ASSIGNED TASK:
In the personal essay on depression below, what does the writer say a hangover is?

DOCUMENT SEGMENT:
☆ ☆ ☆
Depression used to be the easiest state for me to reach, in fact I would go so far as to say that for most of my life it was my default state of being. There's an idea called depressive realism which suggests that those with a more accurate view of life are more prone to being depressed, and for a long time that was the truth of my life. I could see the facts that people forgot to include in the decisions that informed their actions and their lives, and I could see that most people prefer to block out uncomfortable thoughts rather than confront them. This led to me feeling alienated from pretty much everyone I came into contact with, and I felt surrounded by stupid people. But as the conspiracy theorist saying goes: "That's what they want you to think." When you focus on the differences, that will be all you see, when in truth the similarities are much more numerous. Feeling alienated from everyone, I allowed myself to escape the fact that I am also a stupid person. While I despised the habitual devotion to a system that destroys our souls while funnelling all profit to the lowest lifeforms on the planet, I was allowed to ignore the fact that I myself did nothing but go along with it.
On a lark, about a year ago, I decided to stop drinking coffee and see what happens. Within days, I could tell that I suddenly had more good days than bad. This apparently is related to the amount of water a human body has stored up. Too little, and your brain starts feeling like Eeyore. Turns out, anything you drink that's not water needs to be flushed from your system, and your body uses water to do it. Alcohol is the worst offender here. A hangover is nothing more than the effects of dehydration.
☆ ☆ ☆
DATASET CONTENT:
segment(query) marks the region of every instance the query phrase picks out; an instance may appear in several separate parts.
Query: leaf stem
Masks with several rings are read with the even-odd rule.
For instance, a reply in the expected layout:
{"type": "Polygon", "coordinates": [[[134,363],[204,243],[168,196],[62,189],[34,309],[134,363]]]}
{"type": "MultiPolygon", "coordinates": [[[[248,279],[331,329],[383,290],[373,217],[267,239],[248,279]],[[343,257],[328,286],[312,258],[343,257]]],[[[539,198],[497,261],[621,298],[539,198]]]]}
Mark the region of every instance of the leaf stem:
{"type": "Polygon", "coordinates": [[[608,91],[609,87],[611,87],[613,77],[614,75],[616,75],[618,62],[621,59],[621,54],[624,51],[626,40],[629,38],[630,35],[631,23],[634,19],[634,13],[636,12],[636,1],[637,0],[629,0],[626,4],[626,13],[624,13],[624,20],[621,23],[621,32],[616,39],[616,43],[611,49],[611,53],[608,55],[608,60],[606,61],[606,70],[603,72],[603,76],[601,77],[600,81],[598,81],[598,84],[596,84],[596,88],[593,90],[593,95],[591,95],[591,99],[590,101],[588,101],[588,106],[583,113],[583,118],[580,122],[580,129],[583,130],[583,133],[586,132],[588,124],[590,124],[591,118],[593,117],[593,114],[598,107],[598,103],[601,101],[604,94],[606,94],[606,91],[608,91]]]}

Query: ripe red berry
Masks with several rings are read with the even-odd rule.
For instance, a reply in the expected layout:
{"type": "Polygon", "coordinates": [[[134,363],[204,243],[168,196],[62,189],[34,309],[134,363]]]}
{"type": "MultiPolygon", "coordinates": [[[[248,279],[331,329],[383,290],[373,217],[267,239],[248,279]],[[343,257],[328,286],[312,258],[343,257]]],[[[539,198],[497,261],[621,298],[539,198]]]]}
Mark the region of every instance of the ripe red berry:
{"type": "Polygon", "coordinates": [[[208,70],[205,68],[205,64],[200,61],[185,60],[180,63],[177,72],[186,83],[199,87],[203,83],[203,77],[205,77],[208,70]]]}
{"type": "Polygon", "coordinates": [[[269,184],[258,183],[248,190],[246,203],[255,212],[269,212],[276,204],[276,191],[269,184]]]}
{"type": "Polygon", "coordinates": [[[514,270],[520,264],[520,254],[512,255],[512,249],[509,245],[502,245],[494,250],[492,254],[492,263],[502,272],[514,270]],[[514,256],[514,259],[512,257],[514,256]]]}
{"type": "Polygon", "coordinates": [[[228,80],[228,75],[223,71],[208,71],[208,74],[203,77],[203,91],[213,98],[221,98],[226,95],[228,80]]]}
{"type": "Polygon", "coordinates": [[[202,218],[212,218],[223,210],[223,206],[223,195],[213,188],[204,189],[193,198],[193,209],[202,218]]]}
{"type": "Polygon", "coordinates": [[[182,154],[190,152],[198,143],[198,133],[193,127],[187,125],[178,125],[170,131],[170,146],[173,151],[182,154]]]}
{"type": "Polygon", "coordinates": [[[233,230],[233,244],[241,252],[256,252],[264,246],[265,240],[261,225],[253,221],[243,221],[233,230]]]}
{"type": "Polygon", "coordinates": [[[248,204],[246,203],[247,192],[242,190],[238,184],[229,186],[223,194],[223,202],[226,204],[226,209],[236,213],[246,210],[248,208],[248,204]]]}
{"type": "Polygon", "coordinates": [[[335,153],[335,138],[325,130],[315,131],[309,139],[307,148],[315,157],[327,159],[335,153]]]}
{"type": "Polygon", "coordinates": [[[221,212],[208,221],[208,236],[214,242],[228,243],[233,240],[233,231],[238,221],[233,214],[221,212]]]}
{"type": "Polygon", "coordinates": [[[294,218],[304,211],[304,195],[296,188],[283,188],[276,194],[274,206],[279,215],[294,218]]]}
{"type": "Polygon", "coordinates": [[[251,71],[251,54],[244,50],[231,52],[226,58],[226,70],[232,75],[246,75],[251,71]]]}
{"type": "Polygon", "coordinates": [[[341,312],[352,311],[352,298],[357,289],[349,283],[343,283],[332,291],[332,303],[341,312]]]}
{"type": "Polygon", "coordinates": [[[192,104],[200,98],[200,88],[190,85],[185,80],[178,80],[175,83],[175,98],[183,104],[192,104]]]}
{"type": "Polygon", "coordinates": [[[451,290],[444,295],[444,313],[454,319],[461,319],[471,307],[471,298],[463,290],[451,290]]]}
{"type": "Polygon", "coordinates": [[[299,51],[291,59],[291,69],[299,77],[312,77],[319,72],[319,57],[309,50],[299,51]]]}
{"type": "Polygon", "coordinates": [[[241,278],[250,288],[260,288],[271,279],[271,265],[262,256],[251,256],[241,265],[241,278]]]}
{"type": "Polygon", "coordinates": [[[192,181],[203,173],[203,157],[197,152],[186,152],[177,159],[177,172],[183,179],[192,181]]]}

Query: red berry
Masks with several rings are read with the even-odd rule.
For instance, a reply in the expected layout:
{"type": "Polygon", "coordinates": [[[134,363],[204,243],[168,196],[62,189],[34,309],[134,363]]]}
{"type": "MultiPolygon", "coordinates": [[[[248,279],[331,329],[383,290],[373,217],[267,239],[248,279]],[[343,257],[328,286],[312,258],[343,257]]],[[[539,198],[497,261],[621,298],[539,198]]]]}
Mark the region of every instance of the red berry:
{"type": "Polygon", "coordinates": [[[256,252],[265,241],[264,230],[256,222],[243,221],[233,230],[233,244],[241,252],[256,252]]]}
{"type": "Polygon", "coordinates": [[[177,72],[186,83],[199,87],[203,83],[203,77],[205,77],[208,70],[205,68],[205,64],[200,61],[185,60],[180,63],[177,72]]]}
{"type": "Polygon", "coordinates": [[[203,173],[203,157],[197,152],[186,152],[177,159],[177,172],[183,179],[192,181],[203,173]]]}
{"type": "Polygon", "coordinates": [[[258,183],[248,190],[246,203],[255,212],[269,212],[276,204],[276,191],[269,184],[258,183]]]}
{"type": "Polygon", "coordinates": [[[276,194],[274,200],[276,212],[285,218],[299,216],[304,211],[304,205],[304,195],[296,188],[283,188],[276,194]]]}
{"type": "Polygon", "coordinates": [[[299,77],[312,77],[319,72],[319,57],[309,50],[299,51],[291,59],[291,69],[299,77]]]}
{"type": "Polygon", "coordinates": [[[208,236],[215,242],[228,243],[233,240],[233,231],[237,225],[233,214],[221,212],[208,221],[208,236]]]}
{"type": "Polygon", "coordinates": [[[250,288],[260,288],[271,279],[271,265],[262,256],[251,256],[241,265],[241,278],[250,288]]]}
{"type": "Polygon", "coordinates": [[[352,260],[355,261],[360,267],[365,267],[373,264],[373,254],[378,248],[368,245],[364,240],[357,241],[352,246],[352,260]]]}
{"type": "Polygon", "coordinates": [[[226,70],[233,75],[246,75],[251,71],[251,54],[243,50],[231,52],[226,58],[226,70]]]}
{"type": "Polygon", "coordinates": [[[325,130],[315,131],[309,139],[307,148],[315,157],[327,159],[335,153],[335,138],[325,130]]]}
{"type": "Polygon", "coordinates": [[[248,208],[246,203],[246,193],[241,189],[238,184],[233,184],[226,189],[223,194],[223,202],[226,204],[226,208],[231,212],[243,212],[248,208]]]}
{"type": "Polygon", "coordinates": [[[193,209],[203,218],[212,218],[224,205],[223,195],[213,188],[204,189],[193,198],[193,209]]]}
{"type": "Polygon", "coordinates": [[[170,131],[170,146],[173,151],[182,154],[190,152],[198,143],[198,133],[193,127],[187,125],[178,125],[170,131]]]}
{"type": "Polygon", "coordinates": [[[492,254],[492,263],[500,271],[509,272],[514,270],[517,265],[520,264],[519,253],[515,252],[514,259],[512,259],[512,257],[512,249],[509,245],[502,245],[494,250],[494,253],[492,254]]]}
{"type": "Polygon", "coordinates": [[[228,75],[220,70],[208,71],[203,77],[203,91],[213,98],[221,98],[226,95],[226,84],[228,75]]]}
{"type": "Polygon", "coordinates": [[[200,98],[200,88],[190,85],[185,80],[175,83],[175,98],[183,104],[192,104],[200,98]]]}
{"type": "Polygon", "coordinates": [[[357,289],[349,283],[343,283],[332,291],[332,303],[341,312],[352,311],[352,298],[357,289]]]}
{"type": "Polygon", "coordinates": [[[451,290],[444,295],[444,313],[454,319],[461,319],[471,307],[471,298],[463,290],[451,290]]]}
☆ ☆ ☆
EXERCISE RESULT:
A hangover is nothing more than the effects of dehydration.